* **Set task**
Convert the items below into a JSON list of strings, one per line and skipping blank lines. Cover only the lines from the one containing "Review step: verify that every instance of the reflective" through the final line of the items, both included.

-------- Records to process --------

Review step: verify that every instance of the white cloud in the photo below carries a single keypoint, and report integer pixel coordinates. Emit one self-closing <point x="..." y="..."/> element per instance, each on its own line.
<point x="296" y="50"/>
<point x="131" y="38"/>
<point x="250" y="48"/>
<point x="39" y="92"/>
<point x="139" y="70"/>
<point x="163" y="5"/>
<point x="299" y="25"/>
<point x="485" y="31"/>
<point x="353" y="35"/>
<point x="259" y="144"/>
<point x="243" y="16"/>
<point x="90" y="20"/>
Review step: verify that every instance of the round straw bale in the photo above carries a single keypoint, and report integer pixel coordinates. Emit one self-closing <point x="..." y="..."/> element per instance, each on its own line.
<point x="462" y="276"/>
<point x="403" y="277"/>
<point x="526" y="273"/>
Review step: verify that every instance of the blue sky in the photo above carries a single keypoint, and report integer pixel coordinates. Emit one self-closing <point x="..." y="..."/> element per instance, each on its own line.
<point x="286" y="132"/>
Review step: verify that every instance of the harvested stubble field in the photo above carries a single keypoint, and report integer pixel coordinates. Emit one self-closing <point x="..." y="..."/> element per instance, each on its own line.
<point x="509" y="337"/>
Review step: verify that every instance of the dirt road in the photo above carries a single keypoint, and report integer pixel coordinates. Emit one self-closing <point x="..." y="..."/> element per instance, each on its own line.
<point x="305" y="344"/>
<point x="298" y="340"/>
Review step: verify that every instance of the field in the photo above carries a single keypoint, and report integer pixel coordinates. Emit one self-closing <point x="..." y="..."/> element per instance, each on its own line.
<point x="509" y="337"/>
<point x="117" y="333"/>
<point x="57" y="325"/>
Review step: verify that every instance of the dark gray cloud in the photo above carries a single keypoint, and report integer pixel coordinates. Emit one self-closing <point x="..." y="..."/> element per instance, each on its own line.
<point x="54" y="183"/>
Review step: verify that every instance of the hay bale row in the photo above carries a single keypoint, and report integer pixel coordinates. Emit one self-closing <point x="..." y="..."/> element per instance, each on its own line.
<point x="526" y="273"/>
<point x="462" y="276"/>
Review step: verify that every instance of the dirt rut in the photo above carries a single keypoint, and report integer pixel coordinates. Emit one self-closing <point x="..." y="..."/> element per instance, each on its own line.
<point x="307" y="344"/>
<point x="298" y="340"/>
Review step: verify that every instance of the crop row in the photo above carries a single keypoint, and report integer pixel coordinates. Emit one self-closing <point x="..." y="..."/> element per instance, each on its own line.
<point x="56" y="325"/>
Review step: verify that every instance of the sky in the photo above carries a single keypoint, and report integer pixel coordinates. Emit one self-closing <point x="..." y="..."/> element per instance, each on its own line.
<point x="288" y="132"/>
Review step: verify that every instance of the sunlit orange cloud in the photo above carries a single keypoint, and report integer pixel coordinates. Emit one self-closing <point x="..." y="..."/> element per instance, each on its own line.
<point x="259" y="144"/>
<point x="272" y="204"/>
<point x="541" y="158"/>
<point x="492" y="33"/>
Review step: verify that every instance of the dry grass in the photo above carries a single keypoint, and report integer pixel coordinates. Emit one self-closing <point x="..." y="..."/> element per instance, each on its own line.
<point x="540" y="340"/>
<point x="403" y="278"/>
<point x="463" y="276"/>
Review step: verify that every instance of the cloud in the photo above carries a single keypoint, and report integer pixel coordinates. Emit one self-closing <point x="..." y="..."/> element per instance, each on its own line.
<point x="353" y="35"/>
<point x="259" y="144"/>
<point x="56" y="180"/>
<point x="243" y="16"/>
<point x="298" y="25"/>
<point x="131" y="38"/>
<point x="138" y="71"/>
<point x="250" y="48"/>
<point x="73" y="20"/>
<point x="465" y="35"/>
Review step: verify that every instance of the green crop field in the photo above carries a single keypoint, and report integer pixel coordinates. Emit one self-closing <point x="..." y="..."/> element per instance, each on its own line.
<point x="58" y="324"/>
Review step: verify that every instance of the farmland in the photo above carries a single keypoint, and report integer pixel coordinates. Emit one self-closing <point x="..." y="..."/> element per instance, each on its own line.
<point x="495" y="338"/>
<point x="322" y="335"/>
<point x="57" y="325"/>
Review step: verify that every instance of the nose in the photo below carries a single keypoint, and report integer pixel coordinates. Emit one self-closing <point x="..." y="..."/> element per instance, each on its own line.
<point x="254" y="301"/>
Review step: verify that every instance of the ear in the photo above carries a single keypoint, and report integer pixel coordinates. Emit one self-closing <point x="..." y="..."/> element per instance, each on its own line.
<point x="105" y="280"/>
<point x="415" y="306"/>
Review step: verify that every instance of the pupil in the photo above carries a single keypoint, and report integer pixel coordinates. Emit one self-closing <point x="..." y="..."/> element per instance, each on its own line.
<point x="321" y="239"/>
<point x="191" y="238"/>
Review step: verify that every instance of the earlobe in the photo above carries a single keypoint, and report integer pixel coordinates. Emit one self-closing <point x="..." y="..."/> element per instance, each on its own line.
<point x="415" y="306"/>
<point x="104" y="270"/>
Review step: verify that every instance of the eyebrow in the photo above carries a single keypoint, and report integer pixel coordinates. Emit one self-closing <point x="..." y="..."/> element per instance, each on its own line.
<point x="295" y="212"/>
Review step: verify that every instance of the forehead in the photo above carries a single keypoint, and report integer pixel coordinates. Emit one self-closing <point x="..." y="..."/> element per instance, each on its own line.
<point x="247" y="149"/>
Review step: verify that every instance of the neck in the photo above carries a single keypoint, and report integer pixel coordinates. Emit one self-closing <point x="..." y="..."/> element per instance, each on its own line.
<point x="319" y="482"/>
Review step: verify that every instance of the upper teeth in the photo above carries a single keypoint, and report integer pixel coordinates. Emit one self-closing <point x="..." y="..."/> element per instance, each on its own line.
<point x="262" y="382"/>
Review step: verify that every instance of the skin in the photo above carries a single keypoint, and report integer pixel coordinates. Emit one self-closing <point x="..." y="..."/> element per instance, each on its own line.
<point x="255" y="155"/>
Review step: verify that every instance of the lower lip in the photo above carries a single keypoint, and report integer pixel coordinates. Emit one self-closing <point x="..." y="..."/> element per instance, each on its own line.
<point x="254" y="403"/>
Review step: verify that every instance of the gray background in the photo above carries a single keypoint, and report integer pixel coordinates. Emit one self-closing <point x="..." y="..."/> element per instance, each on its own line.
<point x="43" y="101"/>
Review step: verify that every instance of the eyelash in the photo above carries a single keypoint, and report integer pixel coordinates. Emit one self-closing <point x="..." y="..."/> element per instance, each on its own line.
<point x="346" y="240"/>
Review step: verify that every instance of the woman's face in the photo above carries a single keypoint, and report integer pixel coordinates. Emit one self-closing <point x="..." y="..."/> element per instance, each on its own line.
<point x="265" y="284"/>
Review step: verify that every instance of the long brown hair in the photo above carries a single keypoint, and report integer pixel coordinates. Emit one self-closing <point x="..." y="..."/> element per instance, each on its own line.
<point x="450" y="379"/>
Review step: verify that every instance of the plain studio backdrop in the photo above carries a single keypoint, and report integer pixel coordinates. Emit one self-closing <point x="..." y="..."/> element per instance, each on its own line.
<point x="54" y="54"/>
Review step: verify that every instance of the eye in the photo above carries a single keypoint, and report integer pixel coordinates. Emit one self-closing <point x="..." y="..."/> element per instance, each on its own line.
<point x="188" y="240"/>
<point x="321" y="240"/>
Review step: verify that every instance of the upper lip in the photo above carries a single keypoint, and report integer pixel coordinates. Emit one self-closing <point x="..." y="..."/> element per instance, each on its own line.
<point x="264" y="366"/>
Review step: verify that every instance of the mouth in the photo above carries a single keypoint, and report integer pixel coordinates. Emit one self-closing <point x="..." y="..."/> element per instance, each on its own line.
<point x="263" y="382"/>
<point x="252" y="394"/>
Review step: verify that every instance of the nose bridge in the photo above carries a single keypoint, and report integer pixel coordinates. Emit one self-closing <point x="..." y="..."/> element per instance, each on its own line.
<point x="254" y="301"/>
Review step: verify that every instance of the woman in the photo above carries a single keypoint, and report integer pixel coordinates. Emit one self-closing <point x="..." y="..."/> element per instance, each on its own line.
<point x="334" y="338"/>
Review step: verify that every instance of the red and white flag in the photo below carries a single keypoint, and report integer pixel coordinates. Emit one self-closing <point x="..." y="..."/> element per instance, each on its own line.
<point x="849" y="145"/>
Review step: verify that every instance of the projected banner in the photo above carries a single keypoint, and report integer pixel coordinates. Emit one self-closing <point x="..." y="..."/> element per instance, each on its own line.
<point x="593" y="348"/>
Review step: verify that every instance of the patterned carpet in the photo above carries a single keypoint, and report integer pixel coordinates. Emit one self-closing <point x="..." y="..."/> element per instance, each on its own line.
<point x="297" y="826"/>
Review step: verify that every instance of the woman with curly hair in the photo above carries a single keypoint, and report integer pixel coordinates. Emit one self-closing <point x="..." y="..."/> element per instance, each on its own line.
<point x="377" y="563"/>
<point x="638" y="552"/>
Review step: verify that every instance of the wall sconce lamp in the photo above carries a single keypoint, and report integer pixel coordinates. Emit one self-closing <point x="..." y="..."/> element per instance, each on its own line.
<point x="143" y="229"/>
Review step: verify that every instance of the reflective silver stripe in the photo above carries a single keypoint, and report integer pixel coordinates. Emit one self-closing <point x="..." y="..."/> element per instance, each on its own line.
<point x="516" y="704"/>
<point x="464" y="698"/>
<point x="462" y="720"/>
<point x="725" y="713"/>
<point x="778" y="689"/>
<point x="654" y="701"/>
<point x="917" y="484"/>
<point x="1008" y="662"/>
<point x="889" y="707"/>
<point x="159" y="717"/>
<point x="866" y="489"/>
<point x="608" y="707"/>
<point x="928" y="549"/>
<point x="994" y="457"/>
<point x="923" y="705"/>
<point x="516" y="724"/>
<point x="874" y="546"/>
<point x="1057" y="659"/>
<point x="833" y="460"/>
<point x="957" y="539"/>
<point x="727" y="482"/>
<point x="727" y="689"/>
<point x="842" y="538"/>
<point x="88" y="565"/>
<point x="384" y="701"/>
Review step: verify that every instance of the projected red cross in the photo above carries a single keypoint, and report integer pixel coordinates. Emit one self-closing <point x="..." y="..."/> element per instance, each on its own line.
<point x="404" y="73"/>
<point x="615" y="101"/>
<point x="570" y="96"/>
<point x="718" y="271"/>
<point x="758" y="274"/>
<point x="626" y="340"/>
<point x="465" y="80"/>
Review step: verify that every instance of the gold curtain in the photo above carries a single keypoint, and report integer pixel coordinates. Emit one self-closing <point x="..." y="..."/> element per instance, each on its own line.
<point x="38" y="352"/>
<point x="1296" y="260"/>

--------

* **Complete response**
[
  "Review step: verify that every instance of the reflective silver stripe in the photo above carries a single keypoint, and report integer pixel coordinates. Emit one self-closing <point x=\"...\" y=\"...\"/> element per instance, each on its own line.",
  "<point x=\"516\" y=\"704\"/>",
  "<point x=\"464\" y=\"698\"/>",
  "<point x=\"462\" y=\"720\"/>",
  "<point x=\"725\" y=\"713\"/>",
  "<point x=\"778\" y=\"689\"/>",
  "<point x=\"654\" y=\"701\"/>",
  "<point x=\"917\" y=\"484\"/>",
  "<point x=\"1008\" y=\"662\"/>",
  "<point x=\"889\" y=\"707\"/>",
  "<point x=\"159\" y=\"717\"/>",
  "<point x=\"866\" y=\"489\"/>",
  "<point x=\"608\" y=\"707\"/>",
  "<point x=\"928\" y=\"549\"/>",
  "<point x=\"994\" y=\"457\"/>",
  "<point x=\"923\" y=\"705\"/>",
  "<point x=\"516\" y=\"724\"/>",
  "<point x=\"874\" y=\"546\"/>",
  "<point x=\"1057\" y=\"659\"/>",
  "<point x=\"833\" y=\"460\"/>",
  "<point x=\"957\" y=\"539\"/>",
  "<point x=\"727\" y=\"482\"/>",
  "<point x=\"727\" y=\"689\"/>",
  "<point x=\"842\" y=\"538\"/>",
  "<point x=\"88\" y=\"565\"/>",
  "<point x=\"384\" y=\"701\"/>",
  "Review step: verify that every instance of the projected red cross in the photo above carries a single keypoint, and report integer pixel coordinates. Emit one self-closing <point x=\"...\" y=\"...\"/> element per instance, each on its own line.",
  "<point x=\"404\" y=\"73\"/>",
  "<point x=\"615\" y=\"101\"/>",
  "<point x=\"570\" y=\"96\"/>",
  "<point x=\"718\" y=\"271\"/>",
  "<point x=\"758\" y=\"274\"/>",
  "<point x=\"626\" y=\"340\"/>",
  "<point x=\"465\" y=\"80\"/>",
  "Review step: verify that every instance of the gold curtain in the photo above carries a single keypoint, and report integer pixel coordinates. Emit one self-closing <point x=\"...\" y=\"...\"/> element per instance, each on its own line.",
  "<point x=\"38\" y=\"352\"/>",
  "<point x=\"1296\" y=\"260\"/>"
]